◆ DOCUMENT EXCERPT:
START

83 Clarence Street, Ballymena BT43 5DR
Rev. Angus Stewart
Lord’s Day, 30 June, 2013

"But thou, O Lord, art a God full of compassion, and gracious,
longsuffering, and plenteous in mercy and truth" (Psalm 86:15)

Morning Service - 11:00 AM

Administration of the Lord’s Supper
Christ’s Lordship Over the Holy Supper  [download]  [youtube]

Scripture Reading: I Corinthians 11:17-12:6
Text: Heidelberg Catechism, Lord’s Day 13

I. The Appointing Lord
II. The Beneficent Lord
III. The Commanding Lord
Psalms: 24:1-6; 38:8-13; 99:1-7; 103:1-7

Evening Service - 6:00 PM

Applicatory - Rest for God’s People (5)
Entering God’s Rest  [download]  [youtube]

Scripture Reading: Hebrews 4
Text: Hebrews 4:12-13

I. By Knowing God’s Omniscience
II. By Experiencing God’s Word
Psalms: 95:6-11; 38:14-22; 139:1-10; 119:89-96

For CDs of the sermons and DVDs of the worship services, contact Stephen Murray
If you desire a pastoral visit, please contact Rev. Stewart

CPRC website:
CPRC YouTube:
CPRC Facebook:

Quote to Consider

F. F. Bruce on Hebrews 4:12: "The words which follow—’piercing even to the dividing of soul and spirit, of both joints and marrow’—are to be understood as a ‘rhetorical accumulation of terms to express the whole mental nature of man on all its sides’ ... It would indeed be precarious to draw any conclusions from these words about our author’s psychology ... That the word of God probes the inmost recesses of our spiritual being and brings the subconscious motives to light is what is meant; we may compare Paul’s language about the coming day when the Lord ‘will both bring to light the hidden things of darkness, and make manifest the counsels of the hearts’ (I Cor. 4:5)."

END

◆ TASKS TO PERFORM:
**A)** Answer these questions from the church bulletin:
(i) At what time does the evening service begin?
(ii) What scripture reading is listed for the morning service?
(iii) Whom should someone contact for CDs of the sermons?
**B)** Pick up the church bulletin after its last sentence and continue it.
The records are separate material and have no connection to the church bulletin.

(Object pointing dataset rows)
START

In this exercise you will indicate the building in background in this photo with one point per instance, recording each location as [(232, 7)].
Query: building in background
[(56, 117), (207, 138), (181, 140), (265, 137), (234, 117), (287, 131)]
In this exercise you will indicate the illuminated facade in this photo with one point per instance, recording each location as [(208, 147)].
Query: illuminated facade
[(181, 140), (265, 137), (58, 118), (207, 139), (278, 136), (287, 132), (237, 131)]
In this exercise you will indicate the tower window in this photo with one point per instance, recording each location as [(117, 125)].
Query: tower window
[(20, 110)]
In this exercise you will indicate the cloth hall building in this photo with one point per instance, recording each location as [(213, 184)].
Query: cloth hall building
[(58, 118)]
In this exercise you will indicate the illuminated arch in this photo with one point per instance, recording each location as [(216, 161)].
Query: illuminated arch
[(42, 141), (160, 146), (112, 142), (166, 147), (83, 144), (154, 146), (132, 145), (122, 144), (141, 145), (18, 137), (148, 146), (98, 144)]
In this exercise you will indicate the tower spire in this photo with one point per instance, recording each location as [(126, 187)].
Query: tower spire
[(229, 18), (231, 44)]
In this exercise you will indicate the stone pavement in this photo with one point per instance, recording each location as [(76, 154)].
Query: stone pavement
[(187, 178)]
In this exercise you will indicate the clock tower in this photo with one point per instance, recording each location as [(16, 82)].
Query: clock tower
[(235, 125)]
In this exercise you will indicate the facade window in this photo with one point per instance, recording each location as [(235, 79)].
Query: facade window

END

◆ ANSWERS:
**A)**
(i) 6:00 PM
(ii) I Corinthians 11:17-12:6
(iii) Stephen Murray

**B)**
Announcements (subject to God’s will)

We welcome the visitors to our worship services today, especially Bob, Carolyn, Kyle, Briana, Andrew and Alicia Prins from Hudsonville, Michigan.

This morning we come to the Lord’s table. The Council has granted permission to partake of the Lord’s Supper to Bob, Carolyn, Kyle, Kristin and Briana Prins who are all confessing members in good standing of Trinity PRC.

The July issue of the Covenant Reformed News is available on the back table.

A draft of the new CPRC address and telephone list is also on the back table. Please correct or add to your entry, or place a tick by it if it is accurate.

All are welcome to stay for tea after the evening service today.

The Council meets tomorrow evening at 8:15 PM at the church.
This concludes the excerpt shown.